▶ _Given exercise_: Can you update the records below by changing every "farthest inside" to "deepest inside" and leaving everything else unchanged?

------------------------

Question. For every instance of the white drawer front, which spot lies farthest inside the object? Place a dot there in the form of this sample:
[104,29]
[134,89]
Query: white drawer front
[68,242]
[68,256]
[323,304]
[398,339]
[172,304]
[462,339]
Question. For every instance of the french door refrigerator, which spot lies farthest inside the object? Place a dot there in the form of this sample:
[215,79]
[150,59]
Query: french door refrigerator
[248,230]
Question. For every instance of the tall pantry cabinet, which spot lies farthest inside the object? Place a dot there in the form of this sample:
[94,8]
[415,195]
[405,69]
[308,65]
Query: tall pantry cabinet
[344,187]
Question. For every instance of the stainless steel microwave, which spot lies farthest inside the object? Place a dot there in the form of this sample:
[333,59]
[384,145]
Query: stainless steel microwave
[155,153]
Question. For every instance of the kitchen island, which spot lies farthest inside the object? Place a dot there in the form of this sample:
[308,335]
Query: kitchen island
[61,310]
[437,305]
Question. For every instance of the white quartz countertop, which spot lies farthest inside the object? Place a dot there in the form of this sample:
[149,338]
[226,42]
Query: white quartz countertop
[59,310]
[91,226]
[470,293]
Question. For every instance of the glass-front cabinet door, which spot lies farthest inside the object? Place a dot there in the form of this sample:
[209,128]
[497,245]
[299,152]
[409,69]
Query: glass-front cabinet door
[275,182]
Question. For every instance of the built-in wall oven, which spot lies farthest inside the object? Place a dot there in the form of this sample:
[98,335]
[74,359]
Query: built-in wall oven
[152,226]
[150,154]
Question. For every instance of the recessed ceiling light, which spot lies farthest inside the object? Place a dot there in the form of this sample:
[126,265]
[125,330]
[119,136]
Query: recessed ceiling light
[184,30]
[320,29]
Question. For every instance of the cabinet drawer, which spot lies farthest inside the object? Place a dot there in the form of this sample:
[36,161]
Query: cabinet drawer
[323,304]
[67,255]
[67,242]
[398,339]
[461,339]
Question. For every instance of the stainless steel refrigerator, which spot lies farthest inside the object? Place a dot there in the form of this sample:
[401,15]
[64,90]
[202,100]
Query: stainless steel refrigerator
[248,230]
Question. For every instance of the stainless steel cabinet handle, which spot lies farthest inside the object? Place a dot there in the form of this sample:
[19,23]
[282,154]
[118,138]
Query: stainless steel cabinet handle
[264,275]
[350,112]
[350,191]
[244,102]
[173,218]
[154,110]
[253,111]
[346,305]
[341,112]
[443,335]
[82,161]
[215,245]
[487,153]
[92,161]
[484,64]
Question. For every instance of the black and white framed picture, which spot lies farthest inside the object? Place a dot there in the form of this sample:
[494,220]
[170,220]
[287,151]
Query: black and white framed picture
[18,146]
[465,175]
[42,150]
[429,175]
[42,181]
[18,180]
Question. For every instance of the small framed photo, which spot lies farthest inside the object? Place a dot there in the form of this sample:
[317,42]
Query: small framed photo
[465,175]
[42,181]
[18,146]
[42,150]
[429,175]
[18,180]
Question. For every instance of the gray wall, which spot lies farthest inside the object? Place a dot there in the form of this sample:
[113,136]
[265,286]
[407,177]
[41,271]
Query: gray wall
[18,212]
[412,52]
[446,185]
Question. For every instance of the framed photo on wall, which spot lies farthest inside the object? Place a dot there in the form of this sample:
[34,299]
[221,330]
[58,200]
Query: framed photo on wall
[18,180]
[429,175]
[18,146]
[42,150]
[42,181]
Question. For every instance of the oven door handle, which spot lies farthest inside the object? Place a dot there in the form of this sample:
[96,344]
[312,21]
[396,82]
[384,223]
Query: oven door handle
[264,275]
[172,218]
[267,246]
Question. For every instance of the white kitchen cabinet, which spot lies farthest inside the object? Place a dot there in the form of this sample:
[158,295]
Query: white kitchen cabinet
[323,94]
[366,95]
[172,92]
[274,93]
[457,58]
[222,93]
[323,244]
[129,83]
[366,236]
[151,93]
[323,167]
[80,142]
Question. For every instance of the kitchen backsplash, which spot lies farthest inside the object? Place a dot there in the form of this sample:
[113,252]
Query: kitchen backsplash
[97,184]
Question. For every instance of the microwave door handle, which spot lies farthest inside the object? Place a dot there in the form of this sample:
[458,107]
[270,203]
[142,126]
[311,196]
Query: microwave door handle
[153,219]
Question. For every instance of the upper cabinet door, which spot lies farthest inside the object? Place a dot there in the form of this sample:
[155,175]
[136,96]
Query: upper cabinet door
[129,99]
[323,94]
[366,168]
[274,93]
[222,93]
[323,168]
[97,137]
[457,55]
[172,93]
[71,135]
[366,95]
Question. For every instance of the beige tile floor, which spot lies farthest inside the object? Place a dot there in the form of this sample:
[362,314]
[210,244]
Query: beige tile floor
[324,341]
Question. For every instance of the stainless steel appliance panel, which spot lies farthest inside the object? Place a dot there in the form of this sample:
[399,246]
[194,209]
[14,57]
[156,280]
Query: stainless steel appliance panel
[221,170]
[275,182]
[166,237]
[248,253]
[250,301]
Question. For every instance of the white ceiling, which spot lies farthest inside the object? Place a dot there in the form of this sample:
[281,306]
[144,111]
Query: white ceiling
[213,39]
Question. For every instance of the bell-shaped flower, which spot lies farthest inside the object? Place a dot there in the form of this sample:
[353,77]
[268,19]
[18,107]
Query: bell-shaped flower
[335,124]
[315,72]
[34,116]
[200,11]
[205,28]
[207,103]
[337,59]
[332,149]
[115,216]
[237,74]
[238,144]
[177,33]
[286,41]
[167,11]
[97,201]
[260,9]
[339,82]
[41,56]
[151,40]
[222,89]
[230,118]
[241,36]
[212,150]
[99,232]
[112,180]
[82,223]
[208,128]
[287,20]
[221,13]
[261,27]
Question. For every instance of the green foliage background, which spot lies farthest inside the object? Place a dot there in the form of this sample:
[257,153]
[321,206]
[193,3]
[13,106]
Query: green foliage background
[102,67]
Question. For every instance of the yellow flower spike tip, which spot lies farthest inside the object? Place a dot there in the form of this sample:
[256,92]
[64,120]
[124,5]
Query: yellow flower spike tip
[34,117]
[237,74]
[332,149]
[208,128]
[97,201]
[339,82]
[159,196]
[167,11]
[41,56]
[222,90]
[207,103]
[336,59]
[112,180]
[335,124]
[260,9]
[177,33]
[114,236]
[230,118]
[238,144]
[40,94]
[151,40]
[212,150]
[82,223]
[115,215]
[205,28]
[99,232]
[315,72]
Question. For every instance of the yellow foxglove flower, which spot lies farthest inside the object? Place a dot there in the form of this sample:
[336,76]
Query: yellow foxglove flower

------------------------

▶ _Exercise solution_:
Question. For every instance of the white drawer front, which spot lies deepest inside the object? Place a dot there in the form of this sample:
[104,29]
[134,89]
Query: white drawer front
[68,242]
[68,256]
[323,304]
[398,339]
[172,304]
[462,339]
Question. For every instance of the french door refrigerator, which spot lies deepest inside the object? Place a dot there in the form of this sample:
[215,79]
[150,59]
Query: french door refrigerator
[248,230]
Question. For every instance of the tall pantry cabinet, which spot lies deepest inside the object? Place a dot there in the form of this sample:
[94,8]
[415,195]
[405,69]
[308,65]
Query: tall pantry cabinet
[344,187]
Question. For every instance of the stainless steel microwave, which spot lies deepest inside the object? Place a dot there in the form of this sample:
[333,59]
[384,145]
Query: stainless steel microwave
[155,153]
Question. For every instance of the kitchen island, which spot lies deepest inside the object? Place a dot there in the form of this sample:
[308,335]
Query: kitchen island
[61,310]
[437,305]
Question. For every instance of the white quartz countertop, which spot lies deepest inside the object? Place a dot there in the form of this sample:
[149,338]
[226,42]
Query: white quartz countertop
[59,310]
[91,226]
[470,293]
Question. For every instance of the glass-front cabinet door, which spot lies deepest inside the object? Place a dot there in the form of this sample:
[209,128]
[497,245]
[299,152]
[409,69]
Query: glass-front cabinet door
[275,182]
Question. For every instance of the built-in wall oven, which spot lies deepest inside the object? Place a dot there in the form of this sample:
[98,335]
[74,359]
Query: built-in wall oven
[152,226]
[150,154]
Question. For every instance of the recessed ceiling light, which spot lies deepest inside the object? Place a dot there in the form of this sample:
[126,265]
[125,330]
[119,136]
Query: recessed ceiling light
[184,30]
[320,29]
Question. For every instance of the cabinet drawer, which spot lies deepest inside the object? Place a dot there in the form of this sample:
[36,161]
Query: cabinet drawer
[323,304]
[67,255]
[67,242]
[398,339]
[461,339]
Question. For every instance of the stainless steel refrigerator, which spot lies deepest inside the object? Place a dot there in the form of this sample:
[401,15]
[64,90]
[202,100]
Query: stainless steel refrigerator
[248,230]
Question. For every instance of the stainless steel cabinet handle, which spot lies deepest inside the object? Place a dot there in the form of this sample:
[19,23]
[282,154]
[118,138]
Query: stainless steel cabinet handle
[264,275]
[350,112]
[350,191]
[244,102]
[173,218]
[154,110]
[253,111]
[346,305]
[341,112]
[443,335]
[82,161]
[215,245]
[487,153]
[92,161]
[484,64]
Question. For every instance of the black and white framed picture, which spot lies deepest inside the object? Place a dot there in the form of this sample:
[494,220]
[170,220]
[287,151]
Query: black and white framed picture
[18,146]
[465,175]
[42,150]
[429,175]
[42,181]
[18,180]
Question. For every instance of the small framed photo, which spot lies deepest inside the object? Place a dot there in the form of this sample:
[317,42]
Query: small framed photo
[465,175]
[42,181]
[18,146]
[42,150]
[429,175]
[18,180]
Question. For every instance of the gray wall, which spot lies deepest inside the object? Place a dot there in the form of this sample:
[113,136]
[265,286]
[407,177]
[41,271]
Query: gray wall
[18,212]
[412,52]
[446,185]
Question. For every instance of the framed photo on wall, which spot lies deepest inside the object? Place a dot there in the form of this sample:
[34,299]
[221,330]
[58,200]
Query: framed photo on wall
[18,180]
[429,175]
[18,146]
[42,150]
[42,181]
Question. For every instance of the oven door handle, which spot lies deepest inside the object? Place a dot there in the form of this sample:
[96,344]
[312,21]
[396,82]
[384,223]
Query: oven door handle
[264,275]
[172,218]
[267,246]
Question. For every instance of the white kitchen cabinet, which spot lies deepest inside the object? Place a dot there in the form of this sample:
[158,295]
Query: white kitchen cabinet
[323,94]
[366,95]
[172,92]
[274,93]
[457,58]
[222,93]
[323,244]
[129,83]
[366,236]
[151,93]
[323,167]
[80,142]
Question. For every instance of the kitchen backsplash, which spot lies deepest inside the object? Place a dot there in the form of this sample:
[113,252]
Query: kitchen backsplash
[97,184]
Question. For every instance of the microwave door handle, which spot lies deepest inside the object? Place a dot there in the form of this sample:
[458,107]
[270,203]
[142,126]
[311,196]
Query: microwave door handle
[153,219]
Question. For every instance of the upper cabinet door, which spot lies deepest inside the object? Place a dot there in the form of this sample:
[155,175]
[136,96]
Query: upper cabinet door
[129,99]
[323,94]
[366,168]
[274,93]
[222,93]
[323,168]
[97,137]
[457,55]
[172,93]
[71,135]
[366,95]
Question. For every instance of the beige tile floor, which spot lies deepest inside the object? Place a dot there in the form of this sample:
[362,314]
[210,244]
Query: beige tile floor
[324,341]
Question. For every instance of the stainless steel appliance panel, which spot lies deepest inside the object? Place a dot there in the form of this sample:
[399,246]
[194,209]
[14,57]
[156,280]
Query: stainless steel appliance panel
[221,170]
[275,182]
[166,237]
[248,253]
[250,301]
Question. For every instance of the white ceiling, which spot lies deepest inside the object? Place a dot there in the form of this sample:
[281,306]
[144,111]
Query: white ceiling
[213,39]
Question. For every instance of the bell-shaped flower, which spot lies deepest inside the object? Place a dot there in the form of this sample:
[353,77]
[268,19]
[18,107]
Query: bell-shaped flower
[335,124]
[315,72]
[34,116]
[200,11]
[205,28]
[207,103]
[337,59]
[332,149]
[115,216]
[237,74]
[238,144]
[177,33]
[286,41]
[167,11]
[97,201]
[260,9]
[339,82]
[41,56]
[151,40]
[222,89]
[230,118]
[241,36]
[212,150]
[99,232]
[112,180]
[82,223]
[208,128]
[287,20]
[221,13]
[261,27]
Question. For every instance of the green foliage background, which spot lies deepest inside the object? Place a dot there in the form of this sample:
[257,153]
[321,206]
[193,3]
[13,106]
Query: green foliage background
[102,67]
Question. For every instance of the yellow flower spike tip, which spot lies deepest inside the object? Place a dot there in the form of this sample:
[256,92]
[64,120]
[124,5]
Query: yellow flower spike tip
[34,117]
[237,74]
[332,149]
[208,128]
[97,201]
[339,82]
[159,196]
[167,11]
[41,56]
[222,90]
[207,103]
[336,59]
[112,180]
[335,124]
[260,9]
[177,33]
[114,236]
[230,118]
[238,144]
[40,94]
[151,40]
[212,150]
[82,223]
[115,215]
[205,28]
[99,232]
[315,72]
Question. For every instance of the yellow foxglove flower, which spot lies deepest inside the object? Place a dot there in the form of this sample:
[336,76]
Query: yellow foxglove flower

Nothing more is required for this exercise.